§ **Task directions**:
Answer these from the passage below on the nature–culture dichotomy:
(a) What space does the Anthropocene conservation debate provide?
(b) Which theoretical "turns" are named besides Tsing, Haraway and Moore?
(c) Which two consequences are called particularly important?

§ **Extract to read**:
(begin)
In interventions such as these, Tsing, Haraway and many others open space to think, sense and act differently – potentially outside or on the edge of ‘capitalist ruins’. This is important for understanding the Anthropocene conservation debate since it too provides space to think and act outside or on the edge of the capitalist ruins of lost or degraded biodiversity, ecosystems and landscapes.25 Yet, the terms with which we think through the debate matter, and here we need to distance ourselves from one of the main theoretical foci of Tsing, Haraway and Moore (as well as many others): their creative yet ultimately unconvincing attempts to move beyond the nature–culture dichotomy. The core of the problem we believe is simple: as these authors – and many others in a variety of theoretical ‘turns’ from new materialism and actor–network to the ‘more–than’ or ‘post’-human - attempt to move beyond the dichotomy in order to show that nature and society are deeply integrated and related, they often push too far. In the process, they erase (too) many critical distinctions, with dangerous consequences. Two are particularly important: the lapse into radical monism and the infinite extension of agency.
(end)
§ **Data excerpt**:
(begin)
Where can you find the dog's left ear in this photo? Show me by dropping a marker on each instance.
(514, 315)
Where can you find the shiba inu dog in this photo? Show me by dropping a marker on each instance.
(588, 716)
(end)
§ **Exercise answer**:
(a) Space to think and act outside or on the edge of the capitalist ruins of lost or degraded biodiversity, ecosystems and landscapes.
(b) New materialism, actor–network, and the 'more–than' or 'post'-human.
(c) The lapse into radical monism and the infinite extension of agency.